** Given task **
Could you repeat the lines below, starting at the one containing "# test: point on every instance of the blurred man" and continuing up to and including the one containing "(1059, 592)"?

** Provided entries **
## start

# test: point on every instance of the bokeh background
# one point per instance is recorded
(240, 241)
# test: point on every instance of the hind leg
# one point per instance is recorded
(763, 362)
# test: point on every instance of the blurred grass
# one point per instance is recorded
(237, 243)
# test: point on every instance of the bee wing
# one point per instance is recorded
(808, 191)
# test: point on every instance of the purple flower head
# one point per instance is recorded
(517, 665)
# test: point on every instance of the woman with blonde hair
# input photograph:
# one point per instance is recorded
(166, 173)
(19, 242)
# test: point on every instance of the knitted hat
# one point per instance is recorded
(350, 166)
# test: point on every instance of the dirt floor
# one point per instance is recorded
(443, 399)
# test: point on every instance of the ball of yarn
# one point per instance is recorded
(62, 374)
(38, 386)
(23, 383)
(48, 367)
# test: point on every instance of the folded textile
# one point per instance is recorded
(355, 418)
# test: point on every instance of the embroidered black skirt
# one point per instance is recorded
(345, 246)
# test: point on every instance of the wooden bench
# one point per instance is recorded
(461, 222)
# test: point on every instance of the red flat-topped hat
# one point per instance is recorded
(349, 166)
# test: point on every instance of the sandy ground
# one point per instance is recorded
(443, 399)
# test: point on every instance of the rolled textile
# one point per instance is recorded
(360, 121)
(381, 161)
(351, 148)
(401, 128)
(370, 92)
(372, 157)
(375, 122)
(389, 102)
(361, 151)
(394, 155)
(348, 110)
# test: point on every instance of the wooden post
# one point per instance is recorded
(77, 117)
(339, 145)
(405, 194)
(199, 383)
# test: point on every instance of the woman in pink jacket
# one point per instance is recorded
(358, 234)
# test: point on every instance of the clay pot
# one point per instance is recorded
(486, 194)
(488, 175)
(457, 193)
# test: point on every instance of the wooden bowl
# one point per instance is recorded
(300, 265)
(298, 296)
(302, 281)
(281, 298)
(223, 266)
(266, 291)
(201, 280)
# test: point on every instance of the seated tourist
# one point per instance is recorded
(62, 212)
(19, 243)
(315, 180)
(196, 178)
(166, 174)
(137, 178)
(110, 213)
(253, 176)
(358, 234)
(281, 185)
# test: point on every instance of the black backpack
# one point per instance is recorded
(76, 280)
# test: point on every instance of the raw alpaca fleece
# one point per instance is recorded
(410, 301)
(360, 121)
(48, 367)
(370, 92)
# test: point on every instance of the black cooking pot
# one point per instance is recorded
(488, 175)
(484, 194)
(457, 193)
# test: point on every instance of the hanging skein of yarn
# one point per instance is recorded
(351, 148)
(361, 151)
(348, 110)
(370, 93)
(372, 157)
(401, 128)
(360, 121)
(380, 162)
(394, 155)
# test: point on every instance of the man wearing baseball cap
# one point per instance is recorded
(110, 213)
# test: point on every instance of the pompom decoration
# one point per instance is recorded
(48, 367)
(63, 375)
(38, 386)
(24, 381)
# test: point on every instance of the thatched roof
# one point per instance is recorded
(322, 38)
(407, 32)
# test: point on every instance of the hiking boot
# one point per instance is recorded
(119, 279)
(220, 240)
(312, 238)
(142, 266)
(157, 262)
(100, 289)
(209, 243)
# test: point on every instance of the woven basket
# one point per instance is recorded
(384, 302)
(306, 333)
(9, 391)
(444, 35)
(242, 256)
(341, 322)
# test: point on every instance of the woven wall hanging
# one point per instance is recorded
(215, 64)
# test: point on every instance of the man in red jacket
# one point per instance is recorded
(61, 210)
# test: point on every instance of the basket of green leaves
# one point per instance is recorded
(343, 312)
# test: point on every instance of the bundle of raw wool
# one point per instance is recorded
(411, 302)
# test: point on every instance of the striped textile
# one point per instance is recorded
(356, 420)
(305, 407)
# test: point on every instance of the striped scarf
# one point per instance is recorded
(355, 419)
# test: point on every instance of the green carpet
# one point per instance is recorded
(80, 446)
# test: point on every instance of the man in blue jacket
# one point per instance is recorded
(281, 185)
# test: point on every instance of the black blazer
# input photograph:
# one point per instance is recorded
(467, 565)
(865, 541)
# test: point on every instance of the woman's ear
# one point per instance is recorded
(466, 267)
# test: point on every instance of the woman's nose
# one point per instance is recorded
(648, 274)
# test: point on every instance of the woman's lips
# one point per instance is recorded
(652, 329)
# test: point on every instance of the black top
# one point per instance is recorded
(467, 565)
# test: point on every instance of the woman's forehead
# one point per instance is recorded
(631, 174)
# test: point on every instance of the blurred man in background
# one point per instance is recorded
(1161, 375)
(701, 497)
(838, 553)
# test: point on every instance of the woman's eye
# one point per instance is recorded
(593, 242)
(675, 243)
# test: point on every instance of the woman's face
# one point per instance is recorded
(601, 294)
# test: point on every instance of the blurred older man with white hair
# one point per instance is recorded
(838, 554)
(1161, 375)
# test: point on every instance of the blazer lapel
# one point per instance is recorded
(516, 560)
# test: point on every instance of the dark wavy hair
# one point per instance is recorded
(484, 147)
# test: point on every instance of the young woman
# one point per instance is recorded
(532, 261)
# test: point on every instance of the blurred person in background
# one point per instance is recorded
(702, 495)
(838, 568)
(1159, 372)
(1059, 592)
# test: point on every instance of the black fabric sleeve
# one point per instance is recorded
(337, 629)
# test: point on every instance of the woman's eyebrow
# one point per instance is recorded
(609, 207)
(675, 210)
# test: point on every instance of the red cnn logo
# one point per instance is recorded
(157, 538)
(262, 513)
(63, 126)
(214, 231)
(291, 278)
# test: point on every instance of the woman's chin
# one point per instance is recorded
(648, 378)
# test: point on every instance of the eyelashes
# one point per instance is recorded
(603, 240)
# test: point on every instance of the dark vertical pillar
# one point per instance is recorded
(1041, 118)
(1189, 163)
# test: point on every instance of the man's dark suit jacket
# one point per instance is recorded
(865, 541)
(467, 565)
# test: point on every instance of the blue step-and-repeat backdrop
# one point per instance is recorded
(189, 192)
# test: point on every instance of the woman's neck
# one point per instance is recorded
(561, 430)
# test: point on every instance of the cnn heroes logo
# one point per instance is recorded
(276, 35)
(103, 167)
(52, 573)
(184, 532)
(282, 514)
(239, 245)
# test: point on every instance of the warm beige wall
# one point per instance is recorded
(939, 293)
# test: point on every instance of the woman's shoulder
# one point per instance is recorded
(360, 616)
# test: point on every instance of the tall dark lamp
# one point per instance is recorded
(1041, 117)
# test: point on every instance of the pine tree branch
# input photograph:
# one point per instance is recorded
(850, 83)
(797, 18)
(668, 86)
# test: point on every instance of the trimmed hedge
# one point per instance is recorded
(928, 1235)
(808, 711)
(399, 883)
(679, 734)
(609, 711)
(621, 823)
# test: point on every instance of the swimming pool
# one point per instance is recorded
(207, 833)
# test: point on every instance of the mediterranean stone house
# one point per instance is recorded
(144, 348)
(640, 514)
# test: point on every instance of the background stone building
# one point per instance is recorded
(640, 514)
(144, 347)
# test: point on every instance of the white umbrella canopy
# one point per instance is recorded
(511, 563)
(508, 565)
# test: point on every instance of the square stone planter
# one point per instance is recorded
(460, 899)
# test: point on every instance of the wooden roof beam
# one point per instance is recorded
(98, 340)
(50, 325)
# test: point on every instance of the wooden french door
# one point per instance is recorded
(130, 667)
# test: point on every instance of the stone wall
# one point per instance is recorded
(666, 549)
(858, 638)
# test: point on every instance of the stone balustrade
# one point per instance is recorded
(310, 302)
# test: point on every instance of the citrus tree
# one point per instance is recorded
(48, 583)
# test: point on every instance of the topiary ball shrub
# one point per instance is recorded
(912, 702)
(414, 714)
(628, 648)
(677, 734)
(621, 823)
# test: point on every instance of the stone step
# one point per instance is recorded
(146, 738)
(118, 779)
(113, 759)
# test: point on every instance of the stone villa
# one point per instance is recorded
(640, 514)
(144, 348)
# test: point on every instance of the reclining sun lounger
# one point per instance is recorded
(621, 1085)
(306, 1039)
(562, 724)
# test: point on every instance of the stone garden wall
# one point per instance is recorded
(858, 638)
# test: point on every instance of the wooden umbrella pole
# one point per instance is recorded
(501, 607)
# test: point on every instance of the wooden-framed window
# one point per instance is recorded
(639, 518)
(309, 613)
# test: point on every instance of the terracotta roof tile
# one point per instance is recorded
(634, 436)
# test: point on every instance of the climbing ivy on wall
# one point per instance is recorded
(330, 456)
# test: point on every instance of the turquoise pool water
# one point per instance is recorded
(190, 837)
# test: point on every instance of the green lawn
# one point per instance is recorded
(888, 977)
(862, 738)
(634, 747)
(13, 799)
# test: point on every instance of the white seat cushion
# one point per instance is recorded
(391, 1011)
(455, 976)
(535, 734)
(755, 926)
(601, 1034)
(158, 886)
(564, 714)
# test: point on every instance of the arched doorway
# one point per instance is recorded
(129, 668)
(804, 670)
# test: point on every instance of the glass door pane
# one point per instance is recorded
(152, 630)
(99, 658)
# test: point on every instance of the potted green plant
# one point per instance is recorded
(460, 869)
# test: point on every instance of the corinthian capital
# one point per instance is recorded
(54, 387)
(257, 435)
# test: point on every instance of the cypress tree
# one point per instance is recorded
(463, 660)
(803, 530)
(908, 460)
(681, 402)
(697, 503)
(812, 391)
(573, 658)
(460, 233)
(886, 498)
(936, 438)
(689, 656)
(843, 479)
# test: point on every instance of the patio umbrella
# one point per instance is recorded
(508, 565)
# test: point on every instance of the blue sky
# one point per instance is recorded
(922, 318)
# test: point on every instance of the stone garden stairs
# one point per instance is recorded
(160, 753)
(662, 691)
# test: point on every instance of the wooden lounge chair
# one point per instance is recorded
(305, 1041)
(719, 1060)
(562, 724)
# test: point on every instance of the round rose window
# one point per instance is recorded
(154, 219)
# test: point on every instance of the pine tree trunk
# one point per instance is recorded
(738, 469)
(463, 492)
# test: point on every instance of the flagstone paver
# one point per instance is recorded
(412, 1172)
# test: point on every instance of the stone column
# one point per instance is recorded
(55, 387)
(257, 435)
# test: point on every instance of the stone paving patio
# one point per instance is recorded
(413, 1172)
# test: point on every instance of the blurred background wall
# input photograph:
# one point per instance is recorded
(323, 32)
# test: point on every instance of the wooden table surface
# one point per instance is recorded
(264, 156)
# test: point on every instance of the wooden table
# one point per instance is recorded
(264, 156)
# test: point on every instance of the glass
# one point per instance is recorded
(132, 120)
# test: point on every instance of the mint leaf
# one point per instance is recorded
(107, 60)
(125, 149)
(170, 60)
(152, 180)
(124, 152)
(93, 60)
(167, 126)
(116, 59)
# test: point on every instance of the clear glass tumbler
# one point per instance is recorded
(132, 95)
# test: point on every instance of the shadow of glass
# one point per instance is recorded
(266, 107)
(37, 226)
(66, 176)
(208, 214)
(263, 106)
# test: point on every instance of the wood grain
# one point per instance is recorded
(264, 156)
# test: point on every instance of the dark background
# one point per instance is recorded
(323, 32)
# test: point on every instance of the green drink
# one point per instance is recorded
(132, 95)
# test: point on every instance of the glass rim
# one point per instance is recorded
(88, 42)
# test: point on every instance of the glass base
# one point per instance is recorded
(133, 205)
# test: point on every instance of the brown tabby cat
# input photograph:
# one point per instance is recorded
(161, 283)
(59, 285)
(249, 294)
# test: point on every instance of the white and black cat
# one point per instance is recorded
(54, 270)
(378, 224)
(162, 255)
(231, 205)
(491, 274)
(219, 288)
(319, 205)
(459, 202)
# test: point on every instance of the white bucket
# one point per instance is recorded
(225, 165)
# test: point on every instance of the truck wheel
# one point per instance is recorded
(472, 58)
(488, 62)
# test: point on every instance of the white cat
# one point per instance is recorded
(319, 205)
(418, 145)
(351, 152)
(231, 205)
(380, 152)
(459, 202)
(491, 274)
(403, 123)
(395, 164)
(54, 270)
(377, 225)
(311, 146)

## end

** Response to this task **
# test: point on every instance of the blurred man in background
# one point per instance is recorded
(1161, 375)
(701, 497)
(838, 553)
# test: point on every instance of the woman's eye
# one point per instance is recorded
(593, 242)
(675, 243)
# test: point on every instance of the woman's face
# one point per instance is recorded
(601, 294)
# test: point on every instance of the blurred older man with white hair
# one point per instance is recorded
(838, 554)
(1161, 375)
# test: point on every instance of the blazer lapel
# one point per instance is recorded
(516, 560)
# test: point on every instance of the dark wavy hair
# one point per instance is recorded
(484, 147)
# test: point on every instance of the young woman
# one point per instance is recorded
(532, 261)
# test: point on every instance of the blurred person in background
# one point per instance is recorded
(702, 495)
(838, 568)
(1159, 372)
(1059, 592)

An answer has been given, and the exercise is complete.